[Collected data]
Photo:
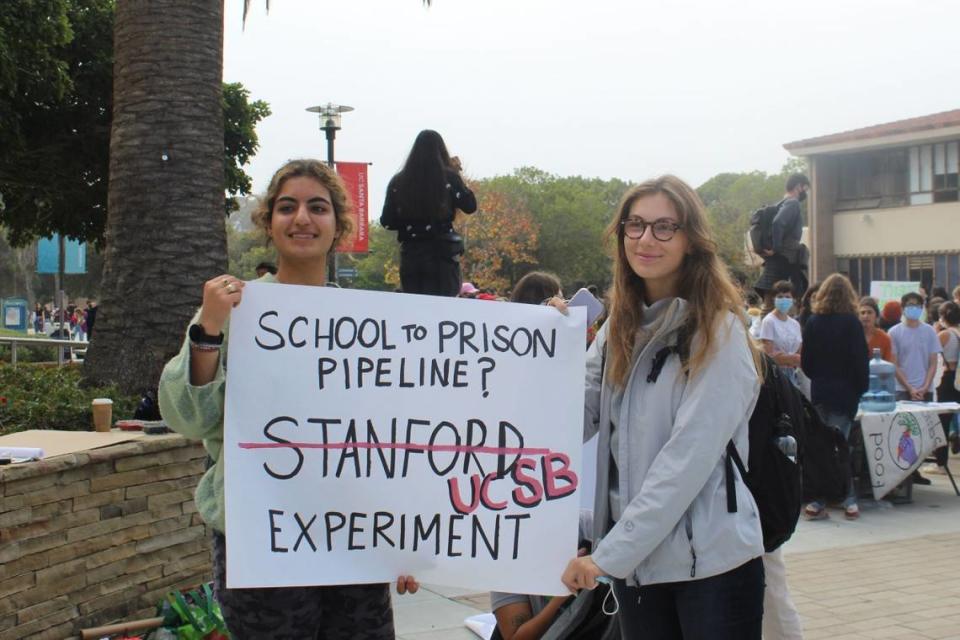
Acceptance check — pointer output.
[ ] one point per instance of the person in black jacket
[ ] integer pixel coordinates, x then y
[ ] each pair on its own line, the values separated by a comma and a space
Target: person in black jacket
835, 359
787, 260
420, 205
--
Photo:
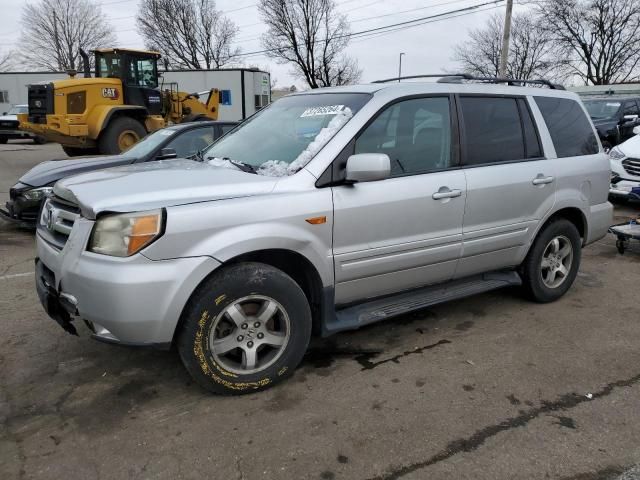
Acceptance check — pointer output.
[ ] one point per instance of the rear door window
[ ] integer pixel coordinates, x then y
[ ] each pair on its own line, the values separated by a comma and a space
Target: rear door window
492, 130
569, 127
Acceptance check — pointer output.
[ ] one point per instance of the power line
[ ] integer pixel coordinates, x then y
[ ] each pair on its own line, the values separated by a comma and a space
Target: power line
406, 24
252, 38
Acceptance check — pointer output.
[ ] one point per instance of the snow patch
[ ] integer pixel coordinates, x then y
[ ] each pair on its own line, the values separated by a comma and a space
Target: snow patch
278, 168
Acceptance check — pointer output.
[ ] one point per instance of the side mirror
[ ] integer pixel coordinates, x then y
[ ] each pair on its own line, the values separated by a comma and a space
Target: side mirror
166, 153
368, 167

▸ EXERCISE AIM: Find each line in the data above that contains the word "instance", and copy those lines out in full.

▸ EXERCISE OUTPUT:
[ ] one point per instance of the person in black jacket
[ ] one point per instance of the rear door window
[ ] one point per instance of the power line
[ ] one point per instance of the snow patch
[ ] one point per instance of the side mirror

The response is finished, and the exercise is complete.